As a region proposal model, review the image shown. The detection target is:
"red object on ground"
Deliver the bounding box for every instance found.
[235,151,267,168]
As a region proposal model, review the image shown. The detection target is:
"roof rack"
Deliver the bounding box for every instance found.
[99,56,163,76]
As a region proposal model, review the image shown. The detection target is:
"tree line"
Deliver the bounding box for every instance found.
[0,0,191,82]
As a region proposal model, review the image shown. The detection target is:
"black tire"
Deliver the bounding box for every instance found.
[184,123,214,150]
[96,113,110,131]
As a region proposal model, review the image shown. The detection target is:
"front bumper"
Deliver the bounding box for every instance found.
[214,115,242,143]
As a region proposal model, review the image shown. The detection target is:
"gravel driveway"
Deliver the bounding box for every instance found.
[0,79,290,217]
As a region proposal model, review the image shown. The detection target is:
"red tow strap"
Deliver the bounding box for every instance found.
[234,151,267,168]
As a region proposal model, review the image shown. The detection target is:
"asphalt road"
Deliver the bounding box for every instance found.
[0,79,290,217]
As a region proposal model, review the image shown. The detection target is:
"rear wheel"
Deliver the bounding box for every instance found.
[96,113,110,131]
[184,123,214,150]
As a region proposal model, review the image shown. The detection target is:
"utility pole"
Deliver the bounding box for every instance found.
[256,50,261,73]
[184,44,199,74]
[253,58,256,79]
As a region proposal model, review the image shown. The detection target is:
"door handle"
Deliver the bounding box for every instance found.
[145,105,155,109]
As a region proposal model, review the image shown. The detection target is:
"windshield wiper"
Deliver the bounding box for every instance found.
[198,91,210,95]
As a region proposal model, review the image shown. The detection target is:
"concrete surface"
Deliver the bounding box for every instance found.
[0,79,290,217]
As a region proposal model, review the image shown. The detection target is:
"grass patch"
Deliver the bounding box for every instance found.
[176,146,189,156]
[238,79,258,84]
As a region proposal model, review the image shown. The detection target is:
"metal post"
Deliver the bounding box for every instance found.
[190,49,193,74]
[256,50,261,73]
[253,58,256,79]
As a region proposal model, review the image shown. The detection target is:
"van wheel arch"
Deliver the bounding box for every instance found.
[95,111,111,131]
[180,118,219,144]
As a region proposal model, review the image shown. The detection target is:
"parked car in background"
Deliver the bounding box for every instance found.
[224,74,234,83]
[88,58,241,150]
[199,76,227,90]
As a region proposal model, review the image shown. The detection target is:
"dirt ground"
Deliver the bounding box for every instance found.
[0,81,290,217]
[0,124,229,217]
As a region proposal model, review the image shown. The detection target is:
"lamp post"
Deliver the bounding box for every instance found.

::::::::

→ Task description
Print all of the rows above again, word for word, without changing or leaving out anything.

→ Answer to the problem
As a region proposal model, review the image shown. The detection target is:
"red object on ground"
Deliver the bounding box for every instance found.
[235,151,267,168]
As a region proposal model, review the image shown. The detection target is:
"roof rack"
Deliver the bounding box for every instance found.
[99,56,163,76]
As a region proposal model, review the image shown. The detection target is:
"tree line"
Deliver the bounding box for every instance found.
[0,0,191,82]
As a region proposal model, review the image shown. The detection target is:
"black tire"
Deliver the bounding box for every instance found.
[184,123,214,150]
[96,113,110,131]
As a region proposal model, review the image shown. The detection target is:
"front bumper"
Deliver the bounding box for every instance found.
[214,115,242,143]
As a region proposal model, review the image shown. The detection target is:
"gravel driveway"
Deliver the bounding box for every instance found.
[0,79,290,217]
As a region proposal model, review the image shown. The detection target is:
"red tow strap"
Deliver the bounding box for every instance found.
[234,151,267,168]
As a region proposal model, review the image shown. The detection target is:
"asphalt road"
Deliver the bounding box for every instance found.
[0,79,290,217]
As a region proposal model, review the image shown. The detection target is:
"rear wheel"
Deliver the bounding box for every instance found.
[96,113,110,131]
[184,123,214,150]
As a region proposal model, review the image shown. The detection target is:
"utility pole"
Deliver the bounding box for every instance found.
[256,50,261,73]
[184,44,199,74]
[253,58,256,79]
As a region proposal model, review the image shown. The detection target is:
"door handle"
Deliver the bounding box for every instance found.
[145,105,155,109]
As a region proposal model, review the image shown. The detection target is:
"windshield wiper"
Deliver the bounding box for every instance found.
[198,91,210,95]
As a region proposal model, review the image shown. The detection target is:
"concrete surface"
Deliver the bounding box for every instance found.
[0,79,290,217]
As a region proposal model, review the image shown. The detection target is:
"grass patch"
Deliver the bounding box for every instance found.
[176,146,189,156]
[238,79,258,84]
As a region proposal model, review the image shown. The detection target is:
"metal post"
Deliver the bounding box for every instance found.
[190,49,193,74]
[256,50,261,73]
[253,58,256,79]
As a region proposal model, review the image shown. The detection target is:
"van wheel arch"
Deliver the bounding box for every instance found.
[95,111,111,131]
[180,118,219,144]
As a region proposal model, review the image shown. The detection target is:
"parked car in background"
Deliver the bounding box for every instance found.
[224,74,234,83]
[88,58,241,150]
[199,76,227,90]
As a region proposal model, review the image shown. The detection target is:
"dirt ground"
Deliver the bounding box for every instance found.
[0,81,290,217]
[0,124,229,217]
As a region proposal model, review the image shown. The detection target is:
"lamp post"
Deliver the bounding box for every instance found.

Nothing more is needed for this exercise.